Plattitüden und Banalitäten für jeden Tag

Ein Abreißkalender bietet die nichtssagendsten Stellen aus den Werken großer Vordenker

Von Redaktion literaturkritik.deRSS-Newsfeed neuer Artikel von Redaktion literaturkritik.de

Besprochene Bücher / Literaturhinweise

Weder vor Krisen noch vor Kriegen oder dem Klimakollaps hat uns die seit Jahrhunderten gepflegte Praxis, schlaue Gedanken zu zitieren, bewahren können. Der Kalender der total banalen Weisheiten zieht hieraus die Konsequenzen und passt sich einer notorisch lernunfähigen Spezies an. Die in ihm versammelten Zitate sind keine pfiffigen Weisheiten, sondern Banalitäten. Zu Belanglosigkeiten aus dem Munde Prominenter gesellen sich Textstellen aus klassischer Literatur, die enthüllen, wie wenig uns die alten Meister zu sagen haben, wenn wir nur willens sind, sie oberflächlich genug zu lesen.

Der Kalender schreibt sich damit in die Tradition des Abreißkalenders mit Spruchweisheiten für jeden Tag ein, der typischerweise wuchtige Sentenzen aus dem Munde ,alter weißer Männer‘ bzw. kanonisierter Stimmen aus Philosophie, Literatur und Politik versammelt, verweigert sich aber der Praxis, komplexe Werke auf einzelne, aus dem Zusammenhang gerissene ,weise‘ Aussprüche zu reduzieren.

Im Kalender der total banalen Weisheiten sind berühmte Dichter wie Stefan Zweig („Nichts geschah.“) und Friedrich Schiller („Heisa, juchheia! Dudeldumdei!“) ebenso vertreten wie Peter Sloterdijk („Sobald etwas quer ist, ist es ja eigentlich mehr breit als hoch.“) und Richard David Precht („Ich glaube, wenn man das umsetzen würde, was ich mache, das ja viel, viel besser für die Leute wär.“), der eine ganze Woche lang zu Wort kommt. Auch YouTuberinnen, Koryphäen der Wissenschaft, bekannte Schauspieler und der Bundespräsident sind mit dabei.

» ZU ERLEDIGEN
Entnimm den Text über den Kalender der total banalen Weisheiten vollständig und Wort für Wort.

(Einträge mit Koordinatenannotationen)
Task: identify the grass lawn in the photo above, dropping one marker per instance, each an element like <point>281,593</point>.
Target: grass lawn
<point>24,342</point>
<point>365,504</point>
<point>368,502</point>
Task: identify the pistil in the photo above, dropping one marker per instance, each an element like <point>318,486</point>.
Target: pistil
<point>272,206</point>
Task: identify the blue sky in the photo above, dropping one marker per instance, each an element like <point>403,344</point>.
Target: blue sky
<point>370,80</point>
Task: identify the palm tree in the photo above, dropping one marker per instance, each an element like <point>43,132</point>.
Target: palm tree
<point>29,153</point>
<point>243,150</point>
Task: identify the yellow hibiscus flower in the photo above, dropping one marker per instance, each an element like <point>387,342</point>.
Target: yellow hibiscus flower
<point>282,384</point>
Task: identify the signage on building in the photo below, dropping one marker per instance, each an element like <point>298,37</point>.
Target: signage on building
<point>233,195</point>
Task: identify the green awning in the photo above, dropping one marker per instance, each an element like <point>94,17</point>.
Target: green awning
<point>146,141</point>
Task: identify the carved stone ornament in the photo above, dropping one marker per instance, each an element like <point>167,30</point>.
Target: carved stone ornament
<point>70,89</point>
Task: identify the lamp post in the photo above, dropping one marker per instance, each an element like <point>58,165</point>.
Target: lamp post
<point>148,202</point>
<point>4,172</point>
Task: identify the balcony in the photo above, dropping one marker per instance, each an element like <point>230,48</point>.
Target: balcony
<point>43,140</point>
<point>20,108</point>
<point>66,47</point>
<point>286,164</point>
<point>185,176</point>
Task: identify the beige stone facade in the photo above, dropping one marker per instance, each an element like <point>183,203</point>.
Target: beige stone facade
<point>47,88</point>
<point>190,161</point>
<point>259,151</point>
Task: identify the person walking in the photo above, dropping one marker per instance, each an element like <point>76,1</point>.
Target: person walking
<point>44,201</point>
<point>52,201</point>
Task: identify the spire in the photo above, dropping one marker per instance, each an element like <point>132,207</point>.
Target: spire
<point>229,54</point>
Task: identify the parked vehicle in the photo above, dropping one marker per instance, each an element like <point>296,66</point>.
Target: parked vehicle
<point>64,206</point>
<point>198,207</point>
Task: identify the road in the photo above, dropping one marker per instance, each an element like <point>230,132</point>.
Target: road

» SCHRIFTLICHE ANTWORT
Plattitüden und Banalitäten für jeden Tag

Ein Abreißkalender bietet die nichtssagendsten Stellen aus den Werken großer Vordenker

Von Redaktion literaturkritik.deRSS-Newsfeed neuer Artikel von Redaktion literaturkritik.de

Besprochene Bücher / Literaturhinweise

Weder vor Krisen noch vor Kriegen oder dem Klimakollaps hat uns die seit Jahrhunderten gepflegte Praxis, schlaue Gedanken zu zitieren, bewahren können. Der Kalender der total banalen Weisheiten zieht hieraus die Konsequenzen und passt sich einer notorisch lernunfähigen Spezies an. Die in ihm versammelten Zitate sind keine pfiffigen Weisheiten, sondern Banalitäten. Zu Belanglosigkeiten aus dem Munde Prominenter gesellen sich Textstellen aus klassischer Literatur, die enthüllen, wie wenig uns die alten Meister zu sagen haben, wenn wir nur willens sind, sie oberflächlich genug zu lesen.

Der Kalender schreibt sich damit in die Tradition des Abreißkalenders mit Spruchweisheiten für jeden Tag ein, der typischerweise wuchtige Sentenzen aus dem Munde ,alter weißer Männer‘ bzw. kanonisierter Stimmen aus Philosophie, Literatur und Politik versammelt, verweigert sich aber der Praxis, komplexe Werke auf einzelne, aus dem Zusammenhang gerissene ,weise‘ Aussprüche zu reduzieren.

Im Kalender der total banalen Weisheiten sind berühmte Dichter wie Stefan Zweig („Nichts geschah.“) und Friedrich Schiller („Heisa, juchheia! Dudeldumdei!“) ebenso vertreten wie Peter Sloterdijk („Sobald etwas quer ist, ist es ja eigentlich mehr breit als hoch.“) und Richard David Precht („Ich glaube, wenn man das umsetzen würde, was ich mache, das ja viel, viel besser für die Leute wär.“), der eine ganze Woche lang zu Wort kommt. Auch YouTuberinnen, Koryphäen der Wissenschaft, bekannte Schauspieler und der Bundespräsident sind mit dabei.